# Task brief
The reply must reproduce each line below exactly.

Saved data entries
- - - - - - -

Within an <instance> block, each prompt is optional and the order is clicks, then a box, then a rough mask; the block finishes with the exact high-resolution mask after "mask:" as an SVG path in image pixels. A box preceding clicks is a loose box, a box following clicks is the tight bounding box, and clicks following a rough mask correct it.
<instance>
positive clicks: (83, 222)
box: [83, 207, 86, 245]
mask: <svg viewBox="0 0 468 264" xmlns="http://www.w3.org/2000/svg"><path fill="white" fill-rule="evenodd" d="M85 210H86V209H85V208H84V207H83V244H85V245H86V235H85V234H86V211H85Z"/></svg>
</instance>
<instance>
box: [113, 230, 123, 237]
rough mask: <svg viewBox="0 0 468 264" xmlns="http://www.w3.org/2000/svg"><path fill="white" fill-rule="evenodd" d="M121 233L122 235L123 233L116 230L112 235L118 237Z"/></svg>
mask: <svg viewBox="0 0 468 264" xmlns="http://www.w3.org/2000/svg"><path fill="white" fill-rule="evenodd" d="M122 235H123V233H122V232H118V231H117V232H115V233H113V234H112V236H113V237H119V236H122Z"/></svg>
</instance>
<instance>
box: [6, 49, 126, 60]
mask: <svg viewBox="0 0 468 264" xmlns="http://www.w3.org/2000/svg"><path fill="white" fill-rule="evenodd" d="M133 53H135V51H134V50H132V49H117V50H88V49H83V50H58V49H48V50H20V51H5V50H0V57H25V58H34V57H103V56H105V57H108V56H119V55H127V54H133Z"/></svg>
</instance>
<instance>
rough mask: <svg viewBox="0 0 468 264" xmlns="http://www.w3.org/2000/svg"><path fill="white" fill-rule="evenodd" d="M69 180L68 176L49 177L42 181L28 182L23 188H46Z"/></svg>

- - - - - - -

# Problem solution
Within an <instance> block, each prompt is optional and the order is clicks, then a box, then a rough mask; the block finishes with the exact high-resolution mask after "mask:" as an SVG path in image pixels. A box preceding clicks is a loose box, a box following clicks is the tight bounding box, and clicks following a rough mask correct it.
<instance>
positive clicks: (83, 222)
box: [83, 207, 86, 245]
mask: <svg viewBox="0 0 468 264" xmlns="http://www.w3.org/2000/svg"><path fill="white" fill-rule="evenodd" d="M85 210H86V209H85V208H84V207H83V244H85V245H86V235H85V234H86V211H85Z"/></svg>
</instance>
<instance>
box: [113, 230, 123, 237]
rough mask: <svg viewBox="0 0 468 264" xmlns="http://www.w3.org/2000/svg"><path fill="white" fill-rule="evenodd" d="M121 233L122 235L123 233L116 230L112 235L118 237Z"/></svg>
mask: <svg viewBox="0 0 468 264" xmlns="http://www.w3.org/2000/svg"><path fill="white" fill-rule="evenodd" d="M122 235H123V233H122V232H118V231H117V232H115V233H113V234H112V236H113V237H119V236H122Z"/></svg>
</instance>
<instance>
box: [6, 49, 126, 60]
mask: <svg viewBox="0 0 468 264" xmlns="http://www.w3.org/2000/svg"><path fill="white" fill-rule="evenodd" d="M133 53H135V51H134V50H132V49H117V50H88V49H83V50H58V49H48V50H20V51H5V50H0V57H25V58H34V57H103V56H105V57H108V56H119V55H127V54H133Z"/></svg>
</instance>
<instance>
rough mask: <svg viewBox="0 0 468 264" xmlns="http://www.w3.org/2000/svg"><path fill="white" fill-rule="evenodd" d="M69 180L68 176L49 177L42 181L28 182L23 188H46Z"/></svg>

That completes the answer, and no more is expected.